## PROBLEM REQUIREMENTS
Return the lines below exactly, starting with the line that contains "Drop a pin on the green" and stopping after the last line.

Excerpts of location labeling data:
==========

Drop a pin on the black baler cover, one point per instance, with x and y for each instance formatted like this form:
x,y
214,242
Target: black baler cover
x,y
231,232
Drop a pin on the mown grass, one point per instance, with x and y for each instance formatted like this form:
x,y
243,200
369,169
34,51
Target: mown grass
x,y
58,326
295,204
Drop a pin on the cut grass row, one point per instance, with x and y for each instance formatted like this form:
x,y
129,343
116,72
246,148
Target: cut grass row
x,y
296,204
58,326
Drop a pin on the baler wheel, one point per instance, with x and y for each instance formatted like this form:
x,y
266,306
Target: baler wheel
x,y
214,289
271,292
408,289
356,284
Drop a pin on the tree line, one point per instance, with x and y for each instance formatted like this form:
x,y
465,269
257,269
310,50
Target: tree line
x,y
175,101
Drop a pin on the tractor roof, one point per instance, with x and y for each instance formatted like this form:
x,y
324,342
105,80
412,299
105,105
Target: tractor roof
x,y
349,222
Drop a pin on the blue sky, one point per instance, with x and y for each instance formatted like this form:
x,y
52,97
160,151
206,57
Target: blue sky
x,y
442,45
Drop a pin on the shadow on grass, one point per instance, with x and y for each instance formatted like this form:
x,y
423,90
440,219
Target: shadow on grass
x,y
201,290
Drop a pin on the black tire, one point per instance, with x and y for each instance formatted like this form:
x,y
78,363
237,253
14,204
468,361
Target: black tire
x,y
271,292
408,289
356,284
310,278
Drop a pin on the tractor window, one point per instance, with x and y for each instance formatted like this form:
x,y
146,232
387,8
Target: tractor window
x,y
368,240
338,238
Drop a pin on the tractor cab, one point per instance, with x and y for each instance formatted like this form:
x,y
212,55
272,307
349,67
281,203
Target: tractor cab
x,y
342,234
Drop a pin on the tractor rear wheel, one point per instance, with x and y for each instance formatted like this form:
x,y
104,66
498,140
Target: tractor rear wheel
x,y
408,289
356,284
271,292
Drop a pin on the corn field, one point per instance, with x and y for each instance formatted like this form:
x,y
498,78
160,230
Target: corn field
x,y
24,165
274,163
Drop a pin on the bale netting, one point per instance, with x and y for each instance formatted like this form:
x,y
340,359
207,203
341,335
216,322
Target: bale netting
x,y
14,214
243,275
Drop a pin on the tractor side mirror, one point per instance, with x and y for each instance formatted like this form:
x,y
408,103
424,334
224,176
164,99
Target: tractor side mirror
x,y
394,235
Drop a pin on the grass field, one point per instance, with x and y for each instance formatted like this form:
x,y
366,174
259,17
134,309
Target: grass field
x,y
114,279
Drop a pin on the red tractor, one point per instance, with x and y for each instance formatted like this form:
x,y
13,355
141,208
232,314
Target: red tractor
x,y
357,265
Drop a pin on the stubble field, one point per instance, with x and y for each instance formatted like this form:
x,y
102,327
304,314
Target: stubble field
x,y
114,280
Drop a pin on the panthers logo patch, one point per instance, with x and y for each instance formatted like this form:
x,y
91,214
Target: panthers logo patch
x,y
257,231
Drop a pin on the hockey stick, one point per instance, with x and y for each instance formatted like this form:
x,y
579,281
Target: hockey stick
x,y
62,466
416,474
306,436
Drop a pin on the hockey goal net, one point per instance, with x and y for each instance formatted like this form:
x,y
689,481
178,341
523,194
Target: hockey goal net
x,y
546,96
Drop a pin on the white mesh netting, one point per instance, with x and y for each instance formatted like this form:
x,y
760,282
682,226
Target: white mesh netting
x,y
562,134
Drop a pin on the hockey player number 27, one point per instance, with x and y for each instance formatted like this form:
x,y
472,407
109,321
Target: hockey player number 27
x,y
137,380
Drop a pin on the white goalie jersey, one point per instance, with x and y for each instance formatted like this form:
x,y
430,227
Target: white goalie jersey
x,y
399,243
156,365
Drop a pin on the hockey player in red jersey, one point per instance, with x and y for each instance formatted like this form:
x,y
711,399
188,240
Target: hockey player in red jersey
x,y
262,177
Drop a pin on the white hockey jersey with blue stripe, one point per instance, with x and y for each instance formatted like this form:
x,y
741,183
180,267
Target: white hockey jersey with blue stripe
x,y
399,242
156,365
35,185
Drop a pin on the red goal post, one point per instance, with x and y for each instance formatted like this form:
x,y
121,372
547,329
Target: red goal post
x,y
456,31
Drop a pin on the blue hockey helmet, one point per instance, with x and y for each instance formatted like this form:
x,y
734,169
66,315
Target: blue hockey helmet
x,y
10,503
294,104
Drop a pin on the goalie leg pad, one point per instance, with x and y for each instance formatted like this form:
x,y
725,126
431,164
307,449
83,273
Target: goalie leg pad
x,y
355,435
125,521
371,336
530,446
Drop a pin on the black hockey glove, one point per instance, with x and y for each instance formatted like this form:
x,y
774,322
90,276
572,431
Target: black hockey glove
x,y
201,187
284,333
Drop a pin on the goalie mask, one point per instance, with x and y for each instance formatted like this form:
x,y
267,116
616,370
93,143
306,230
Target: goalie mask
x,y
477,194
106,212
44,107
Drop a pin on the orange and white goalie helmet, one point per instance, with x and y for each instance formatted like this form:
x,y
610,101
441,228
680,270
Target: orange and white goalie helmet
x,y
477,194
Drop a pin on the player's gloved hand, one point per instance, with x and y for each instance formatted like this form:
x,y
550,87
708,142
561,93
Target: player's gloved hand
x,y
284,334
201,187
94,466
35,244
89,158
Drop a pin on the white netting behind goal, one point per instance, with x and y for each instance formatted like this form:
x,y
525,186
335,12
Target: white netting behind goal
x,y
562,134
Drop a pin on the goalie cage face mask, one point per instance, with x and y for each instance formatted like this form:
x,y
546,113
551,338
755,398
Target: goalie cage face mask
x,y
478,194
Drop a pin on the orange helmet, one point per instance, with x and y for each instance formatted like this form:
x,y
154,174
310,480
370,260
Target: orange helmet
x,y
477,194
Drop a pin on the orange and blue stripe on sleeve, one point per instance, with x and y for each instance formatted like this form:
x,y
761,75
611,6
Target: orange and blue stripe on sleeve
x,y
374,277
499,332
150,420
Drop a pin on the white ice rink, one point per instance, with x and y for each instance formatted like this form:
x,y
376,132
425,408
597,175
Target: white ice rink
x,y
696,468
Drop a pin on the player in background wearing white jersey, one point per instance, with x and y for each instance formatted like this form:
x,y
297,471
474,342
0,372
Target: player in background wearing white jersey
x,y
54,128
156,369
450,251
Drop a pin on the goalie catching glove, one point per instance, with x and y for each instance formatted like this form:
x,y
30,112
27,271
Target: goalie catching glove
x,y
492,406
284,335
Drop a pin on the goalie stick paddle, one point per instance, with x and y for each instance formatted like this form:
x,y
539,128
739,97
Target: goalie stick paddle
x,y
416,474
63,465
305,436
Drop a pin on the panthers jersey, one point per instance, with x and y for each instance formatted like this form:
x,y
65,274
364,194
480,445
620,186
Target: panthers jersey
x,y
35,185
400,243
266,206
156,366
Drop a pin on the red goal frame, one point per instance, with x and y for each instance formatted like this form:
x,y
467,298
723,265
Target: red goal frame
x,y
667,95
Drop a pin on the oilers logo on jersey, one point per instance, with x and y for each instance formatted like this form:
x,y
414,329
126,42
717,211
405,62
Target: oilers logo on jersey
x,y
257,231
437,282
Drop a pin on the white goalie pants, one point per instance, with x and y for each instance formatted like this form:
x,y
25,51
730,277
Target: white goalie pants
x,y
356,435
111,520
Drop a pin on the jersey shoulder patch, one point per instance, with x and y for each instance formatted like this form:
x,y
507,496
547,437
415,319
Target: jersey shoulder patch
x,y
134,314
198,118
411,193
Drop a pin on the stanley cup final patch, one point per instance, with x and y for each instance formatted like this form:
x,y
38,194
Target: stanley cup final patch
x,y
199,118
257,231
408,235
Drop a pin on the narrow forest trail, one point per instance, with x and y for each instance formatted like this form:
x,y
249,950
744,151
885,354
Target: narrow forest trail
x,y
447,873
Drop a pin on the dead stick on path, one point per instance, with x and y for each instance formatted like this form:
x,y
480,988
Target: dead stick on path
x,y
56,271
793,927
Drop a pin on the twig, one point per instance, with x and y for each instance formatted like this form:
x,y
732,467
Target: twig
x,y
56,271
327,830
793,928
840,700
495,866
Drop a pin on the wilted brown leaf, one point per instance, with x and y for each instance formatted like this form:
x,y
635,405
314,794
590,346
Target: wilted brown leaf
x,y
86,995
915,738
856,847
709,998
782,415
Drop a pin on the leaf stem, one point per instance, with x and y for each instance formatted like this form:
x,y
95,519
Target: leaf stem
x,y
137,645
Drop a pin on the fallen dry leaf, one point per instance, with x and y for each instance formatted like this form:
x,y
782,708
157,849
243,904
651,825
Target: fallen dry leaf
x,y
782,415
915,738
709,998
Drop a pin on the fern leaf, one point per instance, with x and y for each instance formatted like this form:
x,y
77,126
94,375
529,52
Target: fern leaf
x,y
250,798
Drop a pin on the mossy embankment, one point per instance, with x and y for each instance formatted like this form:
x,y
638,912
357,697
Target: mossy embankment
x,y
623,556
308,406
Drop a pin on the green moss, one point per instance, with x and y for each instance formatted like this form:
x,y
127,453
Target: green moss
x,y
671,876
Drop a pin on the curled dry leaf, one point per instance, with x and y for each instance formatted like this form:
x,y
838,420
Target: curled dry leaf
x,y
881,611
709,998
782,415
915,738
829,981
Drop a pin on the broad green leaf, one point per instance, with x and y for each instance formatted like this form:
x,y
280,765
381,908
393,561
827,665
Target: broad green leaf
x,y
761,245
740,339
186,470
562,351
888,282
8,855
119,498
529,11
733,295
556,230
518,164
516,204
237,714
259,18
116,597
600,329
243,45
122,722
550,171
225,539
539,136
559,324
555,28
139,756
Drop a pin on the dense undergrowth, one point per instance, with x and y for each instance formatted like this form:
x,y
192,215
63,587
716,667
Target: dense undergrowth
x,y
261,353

==========

## OUTPUT BELOW
Drop a pin on the green moss, one point per instance, with x and y for each instance formatted like this form:
x,y
127,453
Target: green moss
x,y
671,876
Drop a pin on the curled dry leaf, one point per instance, with x and y for each instance formatted like this form:
x,y
838,420
Target: curled dry leaf
x,y
881,611
709,998
782,415
915,738
829,981
Drop a pin on the broad green leaf, one point per instance, with x and y for each instance formatted like this form:
x,y
280,765
381,908
393,561
827,665
Target: broad green leaf
x,y
761,245
740,339
186,470
562,351
888,282
8,855
119,498
529,11
733,295
556,230
518,164
516,204
237,714
259,18
116,597
600,329
243,45
122,722
550,171
225,539
539,136
559,324
555,28
139,756
Drop a pin on the dense undergrowth, one point per instance, with x and y for each instance formatted like this form:
x,y
192,215
63,587
716,667
Target: dense undergrowth
x,y
261,353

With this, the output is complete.